• Exercise 1
Copy the records below word for word, starting at the line that contains "shape [[518, 169]]." and ending at the line that contains "306], [403, 301]]".

• Source excerpt
○ ○ ○ ○ ○
Mar 8: Javier CHA, Hong Kong University: Future-Proofing the Past: Big Data and the Transformation of Historical Practice.
    How will future historians study the 2020s? The total amount of data estimated to have been generated by the digital revolution until 2020 dwarfs what historians have traditionally encountered. However, the challenge for the historian is not only due to information overload, but also difficulties in how to access big data as an archive, such as bit rot, sharding, replication, (in)compatibility, encryption, and the physical presence of digital information in the form of data centers and global communications infrastructure. This new reality prompts the need to rethink the established approaches to digital history, which, while innovative, are designed for converting documents to digital media and applying quantitative methods to sub-1.0 gigabyte data sets. As today's born-digital artifacts are vast, dynamic, and heterogeneous, research and training in the nature of big data from a historian's perspective are a necessity, not an option. In this talk, I will present the fruits of five years of experimental research at the Big Data Studies Lab, where we investigate the preservation, authentication, energy demands, and societal implications of big data. Our approach is inspired by how book historians examine parchment, paper, ink, printing, and circulation, but in the context of solid-state drives, 5D optical discs, and content-delivery networks.
    Javier Cha is a digital historian and medievalist who specializes in the intellectual and cultural history of East Asia. He divides his research time between translations of essays written in classical Chinese into English, the application of graph database technology in historical scholarship, and experimental humanities projects that address the challenges posed by big data and artificial intelligence. Assistant Professor of Digital Humanities in the Department of History at the University of Hong Kong and Principal Investigator of the Big Data Studies Lab bigdatastudies.net/. More a https://javiercha.com/.

Mar 15: Christine BORGMAN, UCLA: From Data Creator to Data Reuser: Distance Matters.
    Sharing research data is complex, labor-intensive, expensive, and requires infrastructure investments by multiple stakeholders. Open science policies focus on data release, yet reuse is also difficult and may never occur. Investments in data management could be made more wisely by considering who might reuse data, how, why, for what purposes, and when. Drawing upon empirical studies of data sharing and reuse, we develop the theoretical construct of distance between data creator and data reuser, identifying six distance dimensions that influence the ability to transfer knowledge effectively: domain, methods, collaboration, curation, purposes, and time and temporality. These dimensions are primarily social in character, with associated technical aspects that can decrease – or increase – distances between creators and reusers. We identify ways that data creators, data reusers, data archivists, and funding agencies can make data sharing and reuse more effective.
○ ○ ○ ○ ○
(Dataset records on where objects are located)

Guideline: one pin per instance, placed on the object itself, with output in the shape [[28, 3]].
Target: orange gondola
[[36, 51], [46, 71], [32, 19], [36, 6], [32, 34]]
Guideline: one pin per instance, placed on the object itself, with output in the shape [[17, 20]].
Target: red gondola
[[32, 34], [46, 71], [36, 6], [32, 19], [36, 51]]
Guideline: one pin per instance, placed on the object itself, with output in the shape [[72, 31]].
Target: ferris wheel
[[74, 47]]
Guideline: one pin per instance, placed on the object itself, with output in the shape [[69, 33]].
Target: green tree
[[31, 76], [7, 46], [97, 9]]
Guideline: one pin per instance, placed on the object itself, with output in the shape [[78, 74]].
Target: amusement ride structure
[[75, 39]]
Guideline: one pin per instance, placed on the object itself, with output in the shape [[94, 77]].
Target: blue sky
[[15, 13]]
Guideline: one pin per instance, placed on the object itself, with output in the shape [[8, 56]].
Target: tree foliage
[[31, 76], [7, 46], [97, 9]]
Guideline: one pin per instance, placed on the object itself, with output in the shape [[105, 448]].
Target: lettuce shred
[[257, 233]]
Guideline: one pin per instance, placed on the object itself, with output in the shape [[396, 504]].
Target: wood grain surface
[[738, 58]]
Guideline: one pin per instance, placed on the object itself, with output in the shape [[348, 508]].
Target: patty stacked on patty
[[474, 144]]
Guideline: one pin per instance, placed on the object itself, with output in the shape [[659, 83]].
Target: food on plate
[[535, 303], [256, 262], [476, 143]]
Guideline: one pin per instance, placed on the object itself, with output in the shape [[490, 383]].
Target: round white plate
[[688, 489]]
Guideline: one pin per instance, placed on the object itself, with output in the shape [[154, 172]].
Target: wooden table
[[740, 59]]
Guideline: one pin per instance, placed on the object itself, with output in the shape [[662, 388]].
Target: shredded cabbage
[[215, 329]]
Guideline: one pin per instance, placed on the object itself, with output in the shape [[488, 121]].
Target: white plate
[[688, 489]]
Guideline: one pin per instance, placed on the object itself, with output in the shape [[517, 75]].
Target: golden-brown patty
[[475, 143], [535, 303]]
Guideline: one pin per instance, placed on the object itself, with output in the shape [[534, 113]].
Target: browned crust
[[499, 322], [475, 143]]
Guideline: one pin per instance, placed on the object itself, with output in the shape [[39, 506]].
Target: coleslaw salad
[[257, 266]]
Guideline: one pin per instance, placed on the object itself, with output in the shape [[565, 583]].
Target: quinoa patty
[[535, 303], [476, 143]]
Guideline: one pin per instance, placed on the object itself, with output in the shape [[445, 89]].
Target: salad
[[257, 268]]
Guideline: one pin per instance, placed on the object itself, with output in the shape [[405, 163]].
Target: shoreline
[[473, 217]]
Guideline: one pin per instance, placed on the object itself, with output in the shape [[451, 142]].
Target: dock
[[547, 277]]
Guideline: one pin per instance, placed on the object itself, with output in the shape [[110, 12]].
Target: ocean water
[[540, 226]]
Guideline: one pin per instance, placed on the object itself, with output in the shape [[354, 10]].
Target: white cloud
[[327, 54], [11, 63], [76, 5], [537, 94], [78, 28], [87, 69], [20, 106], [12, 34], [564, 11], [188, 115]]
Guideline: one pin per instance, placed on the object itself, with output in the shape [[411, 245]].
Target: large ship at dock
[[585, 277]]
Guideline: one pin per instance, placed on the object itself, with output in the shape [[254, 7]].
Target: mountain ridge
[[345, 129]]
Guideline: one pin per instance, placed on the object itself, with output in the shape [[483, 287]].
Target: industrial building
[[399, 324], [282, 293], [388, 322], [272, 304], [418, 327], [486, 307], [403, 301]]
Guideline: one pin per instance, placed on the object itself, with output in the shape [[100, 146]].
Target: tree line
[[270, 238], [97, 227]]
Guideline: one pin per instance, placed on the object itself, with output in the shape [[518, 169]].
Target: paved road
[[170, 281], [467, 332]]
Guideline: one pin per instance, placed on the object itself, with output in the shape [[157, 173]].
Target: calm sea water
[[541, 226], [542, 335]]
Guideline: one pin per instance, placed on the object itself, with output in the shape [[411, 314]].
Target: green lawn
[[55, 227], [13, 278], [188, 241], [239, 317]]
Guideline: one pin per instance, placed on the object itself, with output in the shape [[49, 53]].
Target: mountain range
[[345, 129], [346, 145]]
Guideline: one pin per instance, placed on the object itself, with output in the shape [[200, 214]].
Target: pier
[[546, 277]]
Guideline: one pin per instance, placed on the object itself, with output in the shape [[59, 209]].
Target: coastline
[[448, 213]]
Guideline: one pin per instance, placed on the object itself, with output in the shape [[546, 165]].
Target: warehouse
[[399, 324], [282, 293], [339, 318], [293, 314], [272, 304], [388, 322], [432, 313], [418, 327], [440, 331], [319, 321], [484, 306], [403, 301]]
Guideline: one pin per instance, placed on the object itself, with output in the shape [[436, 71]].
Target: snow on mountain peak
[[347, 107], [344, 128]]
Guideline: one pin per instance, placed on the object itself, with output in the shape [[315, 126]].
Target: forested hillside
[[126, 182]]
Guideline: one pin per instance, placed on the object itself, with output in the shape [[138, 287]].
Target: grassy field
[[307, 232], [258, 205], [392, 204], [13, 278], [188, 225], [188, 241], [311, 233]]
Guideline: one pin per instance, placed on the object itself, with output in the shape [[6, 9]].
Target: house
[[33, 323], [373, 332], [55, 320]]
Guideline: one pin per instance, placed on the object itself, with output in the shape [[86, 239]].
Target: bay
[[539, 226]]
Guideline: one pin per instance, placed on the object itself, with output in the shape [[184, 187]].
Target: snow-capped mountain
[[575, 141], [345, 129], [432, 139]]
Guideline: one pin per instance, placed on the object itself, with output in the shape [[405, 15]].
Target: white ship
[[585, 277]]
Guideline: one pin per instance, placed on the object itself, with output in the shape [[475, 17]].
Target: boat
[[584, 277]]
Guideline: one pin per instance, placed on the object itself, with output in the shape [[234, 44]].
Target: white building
○ ○ ○ ○ ○
• Exercise 2
In the seminar listings above, condense the paragraph beginning "Sharing research data is complex" into a short bulleted list that keeps its main facts.

• Full response 1
Guideline: one pin per instance, placed on the object itself, with output in the shape [[518, 169]].
Target: paved road
[[170, 281], [467, 332]]
Guideline: one pin per instance, placed on the object itself, with output in the shape [[157, 173]].
Target: calm sea water
[[541, 226], [542, 335]]
Guideline: one pin per instance, placed on the object itself, with output in the shape [[411, 314]].
Target: green lawn
[[55, 227], [13, 278], [188, 241], [239, 317]]
Guideline: one pin per instance, placed on the object itself, with output in the shape [[49, 53]].
Target: mountain range
[[345, 129], [346, 145]]
Guideline: one pin per instance, placed on the object itself, with output in the shape [[200, 214]].
Target: pier
[[546, 277]]
Guideline: one pin per instance, placed on the object itself, with output in the shape [[59, 209]].
Target: coastline
[[448, 213]]
Guideline: one pin per instance, placed on the object itself, with output in the shape [[546, 165]].
Target: warehouse
[[399, 324], [282, 293], [339, 318], [293, 314], [272, 304], [388, 322], [432, 313], [418, 327], [440, 331], [319, 321], [484, 306], [403, 301]]

• Full response 2
- Sharing research data is complex, labor-intensive and expensive, and it needs infrastructure investments from multiple stakeholders.
- Open science policies focus on releasing data, but reuse is also difficult and may never happen.
- Data management investments could be wiser if they considered who might reuse data, how, why, for what purposes and when.
- Drawing on empirical studies of sharing and reuse, the work develops the construct of distance between data creator and data reuser.
- It identifies six distance dimensions that affect effective knowledge transfer: domain, methods, collaboration, curation, purposes, and time and temporality.
- These dimensions are mainly social, with related technical aspects that can decrease or increase the distance.
- It identifies ways that data creators, data reusers, data archivists and funding agencies can make sharing and reuse more effective.